In the data below, copy the stretch from the line containing "One keypoint belongs to every instance. Tag the dentist's hand" through the line containing "One keypoint belongs to every instance. Tag the blue", swapping "instance" for "object" and changing nothing else. Give only those lines and leave the pictures out.

------------------------------------------------

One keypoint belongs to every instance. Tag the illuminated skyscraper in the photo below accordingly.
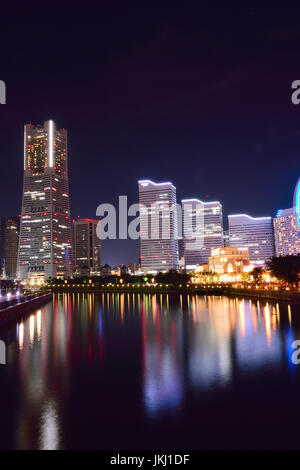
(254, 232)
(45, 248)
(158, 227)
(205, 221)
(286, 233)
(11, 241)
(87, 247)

------------------------------------------------

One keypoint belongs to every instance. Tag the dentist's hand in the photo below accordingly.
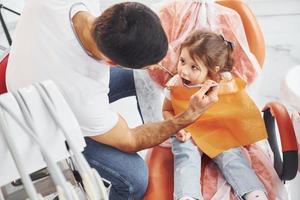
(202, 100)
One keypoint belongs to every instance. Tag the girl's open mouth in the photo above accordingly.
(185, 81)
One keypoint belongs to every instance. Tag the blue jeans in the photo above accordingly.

------------------------------------------------

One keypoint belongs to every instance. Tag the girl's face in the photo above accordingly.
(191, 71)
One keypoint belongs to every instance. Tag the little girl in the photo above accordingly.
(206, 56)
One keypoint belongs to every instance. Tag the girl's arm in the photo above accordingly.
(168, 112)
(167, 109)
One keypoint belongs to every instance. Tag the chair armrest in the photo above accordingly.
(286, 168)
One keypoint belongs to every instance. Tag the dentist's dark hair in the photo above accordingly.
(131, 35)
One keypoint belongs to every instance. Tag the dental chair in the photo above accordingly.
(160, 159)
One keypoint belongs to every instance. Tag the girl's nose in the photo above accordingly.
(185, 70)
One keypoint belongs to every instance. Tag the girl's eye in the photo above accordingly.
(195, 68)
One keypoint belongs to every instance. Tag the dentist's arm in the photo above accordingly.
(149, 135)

------------------------------------------------

**RESPONSE FOR THIS EXERCISE**:
One keypoint belongs to every object. Tag the dentist's hand in the photo below accordingly.
(202, 100)
One keypoint belongs to every object. Tag the girl's open mouth in the photo above accordingly.
(185, 81)
One keypoint belongs to every object. Tag the blue jeans in the photo above accordingly.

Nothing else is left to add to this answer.